** DIRECTIONS **
Output each record exactly. Leave none out.
SOURCE DATA Start Marker
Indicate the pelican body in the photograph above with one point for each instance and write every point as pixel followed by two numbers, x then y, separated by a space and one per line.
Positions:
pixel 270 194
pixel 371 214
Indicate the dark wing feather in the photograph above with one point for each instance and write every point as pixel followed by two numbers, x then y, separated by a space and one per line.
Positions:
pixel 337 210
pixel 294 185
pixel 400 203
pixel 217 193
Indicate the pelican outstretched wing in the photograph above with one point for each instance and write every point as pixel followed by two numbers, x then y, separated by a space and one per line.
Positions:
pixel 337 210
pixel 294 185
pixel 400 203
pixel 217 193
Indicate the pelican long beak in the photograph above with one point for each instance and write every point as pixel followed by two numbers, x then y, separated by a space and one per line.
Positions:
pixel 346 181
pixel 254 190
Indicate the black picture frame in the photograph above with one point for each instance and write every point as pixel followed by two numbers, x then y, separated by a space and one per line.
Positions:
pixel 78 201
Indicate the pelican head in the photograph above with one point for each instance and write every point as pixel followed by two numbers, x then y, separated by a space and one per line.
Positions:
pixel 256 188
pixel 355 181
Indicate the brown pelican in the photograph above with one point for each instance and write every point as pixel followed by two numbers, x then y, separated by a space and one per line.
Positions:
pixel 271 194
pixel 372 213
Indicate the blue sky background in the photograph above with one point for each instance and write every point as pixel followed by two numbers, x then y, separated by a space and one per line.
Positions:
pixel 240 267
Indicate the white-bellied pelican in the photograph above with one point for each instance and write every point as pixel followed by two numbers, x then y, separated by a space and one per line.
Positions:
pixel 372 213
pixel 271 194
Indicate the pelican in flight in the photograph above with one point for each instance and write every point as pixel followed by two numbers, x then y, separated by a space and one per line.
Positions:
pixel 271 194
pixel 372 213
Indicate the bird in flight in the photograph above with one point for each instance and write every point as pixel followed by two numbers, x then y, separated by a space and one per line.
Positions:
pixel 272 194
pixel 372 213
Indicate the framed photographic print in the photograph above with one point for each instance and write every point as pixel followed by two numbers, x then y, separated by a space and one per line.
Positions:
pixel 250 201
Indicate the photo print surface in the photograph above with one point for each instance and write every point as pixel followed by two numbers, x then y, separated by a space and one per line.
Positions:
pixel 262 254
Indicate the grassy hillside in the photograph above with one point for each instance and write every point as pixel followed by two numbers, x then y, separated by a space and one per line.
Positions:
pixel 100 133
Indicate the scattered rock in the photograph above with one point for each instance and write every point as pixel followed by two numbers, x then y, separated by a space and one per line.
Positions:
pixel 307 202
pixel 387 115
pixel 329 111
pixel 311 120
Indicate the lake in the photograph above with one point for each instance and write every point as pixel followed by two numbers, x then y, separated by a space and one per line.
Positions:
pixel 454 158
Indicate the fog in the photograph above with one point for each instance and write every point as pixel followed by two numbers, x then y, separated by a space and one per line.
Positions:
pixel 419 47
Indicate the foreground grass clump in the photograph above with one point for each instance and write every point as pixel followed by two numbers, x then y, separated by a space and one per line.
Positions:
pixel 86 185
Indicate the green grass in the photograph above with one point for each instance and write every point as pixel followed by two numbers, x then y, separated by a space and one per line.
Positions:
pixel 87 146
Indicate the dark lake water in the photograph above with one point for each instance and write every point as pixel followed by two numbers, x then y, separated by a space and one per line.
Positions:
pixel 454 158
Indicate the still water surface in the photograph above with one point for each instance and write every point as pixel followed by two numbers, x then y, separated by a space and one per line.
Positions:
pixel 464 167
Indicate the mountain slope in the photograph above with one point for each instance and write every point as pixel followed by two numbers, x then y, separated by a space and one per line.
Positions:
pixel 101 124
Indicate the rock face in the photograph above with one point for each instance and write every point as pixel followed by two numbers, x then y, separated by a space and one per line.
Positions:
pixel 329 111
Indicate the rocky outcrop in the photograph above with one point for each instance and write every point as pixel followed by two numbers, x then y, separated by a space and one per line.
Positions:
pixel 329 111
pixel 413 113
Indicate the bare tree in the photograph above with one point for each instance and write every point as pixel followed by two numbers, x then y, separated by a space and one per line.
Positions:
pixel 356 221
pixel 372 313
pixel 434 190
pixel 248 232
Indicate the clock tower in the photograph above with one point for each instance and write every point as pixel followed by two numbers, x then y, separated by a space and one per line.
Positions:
SOURCE DATA End Marker
** EXPECTED ANSWER **
Indicate the pelican body in the photograph above with one point for each instance and write every point as pixel followed by two numbers, x then y, separated by a space and one per line.
Positions:
pixel 270 194
pixel 371 214
Indicate the dark wing feather in the photograph above with one point for each instance and write every point as pixel followed by two numbers, x then y, separated by a space and one per line.
Positions:
pixel 337 210
pixel 294 185
pixel 400 203
pixel 217 193
Indicate the pelican outstretched wing in the photograph above with one point for each instance and write every point as pixel followed by two numbers, x then y, separated by a space and one per line.
Positions:
pixel 337 210
pixel 294 185
pixel 400 203
pixel 217 193
Indicate the pelican long beak in the photograph above with one point for each instance and write every point as pixel followed by two numbers, x then y, separated by a space and one per line.
Positions:
pixel 346 181
pixel 254 190
Indicate the black picture frame in the photograph above with one point for each instance and write every point as pixel followed by two numbers, x then y, separated by a space and one per line.
Positions:
pixel 78 201
Indicate the pelican head in the photograph above with one point for each instance and write every point as pixel followed by two numbers, x then y, separated by a space and one per line.
Positions:
pixel 256 188
pixel 355 181
Indicate the brown pelican in the photograph above with one point for each instance and write every point as pixel followed by two numbers, x then y, separated by a space and one per line.
Positions:
pixel 271 194
pixel 372 213
Indicate the blue sky background in the photograph above with one point for each instance and write every point as pixel followed by two numbers, x then y, separated by a space and one per line.
Positions:
pixel 240 267
Indicate the white-bellied pelican in the photograph above with one point for each instance and write every point as pixel followed by two numbers, x then y, separated by a space and one per line.
Positions:
pixel 372 213
pixel 271 194
Indicate the pelican in flight in the photograph above with one point for each instance and write every point as pixel followed by two numbers, x then y, separated by a space and one per line.
Positions:
pixel 271 194
pixel 372 213
Indicate the bird in flight in the photograph above with one point for each instance and write every point as pixel followed by two numbers, x then y, separated by a space and one per line.
Positions:
pixel 272 194
pixel 372 213
Indicate the framed photographic print in the photograph above with one point for each instance and write every point as pixel followed by two numbers, x then y, separated by a space and one per line.
Positions:
pixel 250 201
Indicate the photo print surface in the photograph above with one point for each instance and write every point as pixel followed by two numbers, x then y, separated by a space and one per line.
Positions:
pixel 262 254
Indicate the grassy hillside in the photograph above with one point for each instance and write every point as pixel followed by two numbers, x then y, separated by a space and one per line.
Positions:
pixel 100 133
Indicate the scattered rock in the photograph above with one point for each instance and write every point as pixel followed by two numbers, x then y, separated by a space and one per line.
Positions:
pixel 307 202
pixel 387 115
pixel 329 111
pixel 311 120
Indicate the lake in the photograph above with one point for each instance and write every point as pixel followed by two numbers, x then y, separated by a space and one per line.
Positions:
pixel 454 158
Indicate the fog in the photograph above with one point for each instance and write every point as pixel followed by two numbers, x then y, separated by a space and one per line.
Positions:
pixel 419 47
Indicate the foreground grass clump in the photograph above with one point for each instance and write every point as pixel followed by two numbers, x then y, separated by a space and one per line.
Positions:
pixel 86 185
Indicate the green grass in the photograph above with one point for each instance and write every point as pixel followed by two numbers, x then y, separated by a space and one per line.
Positions:
pixel 87 146
Indicate the dark lake water in the photograph above with one point for each instance and write every point as pixel followed by two numbers, x then y, separated by a space and one per line.
Positions:
pixel 454 158
Indicate the still water surface in the photograph above with one point for each instance and write every point as pixel followed by two numbers, x then y, separated by a space and one per line.
Positions:
pixel 464 167
Indicate the mountain slope in the photograph above with one point for each instance and write every point as pixel followed by two numbers, x then y, separated by a space and one per line.
Positions:
pixel 101 124
Indicate the rock face in the photograph above with one point for each instance and write every point as pixel followed by two numbers, x then y, separated by a space and one per line.
Positions:
pixel 329 111
Indicate the rocky outcrop in the photograph above with one point for each instance and write every point as pixel followed by two numbers, x then y, separated by a space and one per line.
Positions:
pixel 329 111
pixel 413 113
Indicate the bare tree in the photograph above with one point for each instance and write every point as pixel followed by two numbers, x then y, separated by a space and one per line.
Positions:
pixel 356 221
pixel 372 313
pixel 434 190
pixel 248 232
Indicate the clock tower in the photograph above with one point for each instance and write every point as pixel followed by two numbers, x then y, separated by a space and one per line.
Positions:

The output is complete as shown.